▶ _Tasks to complete_
#1 Translate this sentence from the Westerway text into Spanish: "The Derwent Valley Railway line reached the town in 1909."
#2 In the Westerway text, retype the stretch from "Westerway is a" through "Westerway in 1919.".

== Source passage ==

- Westerway
- Coordinates: 42°41′S 146°47′E﻿ / ﻿42.683°S 146.783°E
- Country: Australia
- State: Tasmania
- Region: Central, South-east
- LGA: Central Highlands, Derwent Valley;
- Location: 65 km (40 mi) NW of Hobart; 29 km (18 mi) NW of New Norfolk; 20 km (12 mi) NE of Maydena;

Government
- • State electorate: Lyons;
- • Federal division: Lyons;

Population
- • Total: 225 (2016 census)
- Postcode: 7140
Localities around Westerway
| Fentonbury | Fentonbury, Meadowbank | Meadowbank |
| National Park, Fentonbury | Westerway | Glenora, Bushy Park, Meadowbank |
| National Park, Styx | Styx, Uxbridge | Uxbridge |

= Westerway, Tasmania =

Locality in Tasmania, Australia

Westerway is a rural locality in the local government areas (LGA) of Central Highlands and Derwent Valley in the Central and South-east LGA regions of Tasmania. The locality is about 29 km north-west of the town of New Norfolk. The 2016 census recorded a population of 225 for the state suburb of Westerway.

==History==
Westerway was originally known as Russell or Russelldale and was named after surgeon J J Russell, one of the party who discovered a set of waterfalls 3 km from Fenton Forest. (These are not the present day Russell Falls.) The Derwent Valley Railway line reached the town in 1909. Russell Post Office opened on 1 October 1910 and was renamed Westerway in 1919.

Due to confusion between the town of Russell and Russell Falls further up the road, the town's name was changed in 1919 to Westerway. It was named by, and after, W H Westerway (1851–1930), the main resident of the town who was responsible for many developments in the area. He built an accommodation house and store where Coniston siding is now, owned the Coffee Palace at Glenora and started a livery business driving tourists to Russell Falls.

===
== Listed records ==

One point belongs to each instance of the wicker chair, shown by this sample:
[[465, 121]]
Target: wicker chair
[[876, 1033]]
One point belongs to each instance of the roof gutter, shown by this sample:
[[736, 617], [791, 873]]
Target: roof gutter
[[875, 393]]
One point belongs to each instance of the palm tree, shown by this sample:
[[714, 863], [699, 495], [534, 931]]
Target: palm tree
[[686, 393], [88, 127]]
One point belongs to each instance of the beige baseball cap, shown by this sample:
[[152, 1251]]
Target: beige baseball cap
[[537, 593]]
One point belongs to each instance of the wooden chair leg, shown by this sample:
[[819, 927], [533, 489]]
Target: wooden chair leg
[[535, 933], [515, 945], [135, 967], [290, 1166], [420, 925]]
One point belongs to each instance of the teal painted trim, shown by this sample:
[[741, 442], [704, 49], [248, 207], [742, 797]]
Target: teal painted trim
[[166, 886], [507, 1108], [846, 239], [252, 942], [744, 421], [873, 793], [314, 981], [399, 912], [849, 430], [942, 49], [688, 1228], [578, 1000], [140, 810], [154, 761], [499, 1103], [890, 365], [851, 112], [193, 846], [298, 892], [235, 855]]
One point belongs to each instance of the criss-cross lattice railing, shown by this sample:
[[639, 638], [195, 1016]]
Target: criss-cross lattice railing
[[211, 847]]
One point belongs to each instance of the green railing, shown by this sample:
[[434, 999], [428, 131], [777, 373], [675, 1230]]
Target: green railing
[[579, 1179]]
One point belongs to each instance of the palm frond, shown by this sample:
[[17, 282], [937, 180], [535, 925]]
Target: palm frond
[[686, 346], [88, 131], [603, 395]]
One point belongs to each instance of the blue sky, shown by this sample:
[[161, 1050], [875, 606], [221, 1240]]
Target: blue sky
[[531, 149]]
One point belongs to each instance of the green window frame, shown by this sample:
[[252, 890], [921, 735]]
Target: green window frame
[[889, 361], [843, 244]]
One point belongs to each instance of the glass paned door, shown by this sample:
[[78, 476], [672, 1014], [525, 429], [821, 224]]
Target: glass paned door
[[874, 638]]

===

▶ _Outputs by task_
#1 La línea del Ferrocarril del Valle del Derwent llegó al pueblo en 1909.

#2
Westerway is a rural locality in the local government areas (LGA) of Central Highlands and Derwent Valley in the Central and South-east LGA regions of Tasmania. The locality is about 29 km north-west of the town of New Norfolk. The 2016 census recorded a population of 225 for the state suburb of Westerway.

==History==
Westerway was originally known as Russell or Russelldale and was named after surgeon J J Russell, one of the party who discovered a set of waterfalls 3 km from Fenton Forest. (These are not the present day Russell Falls.) The Derwent Valley Railway line reached the town in 1909. Russell Post Office opened on 1 October 1910 and was renamed Westerway in 1919.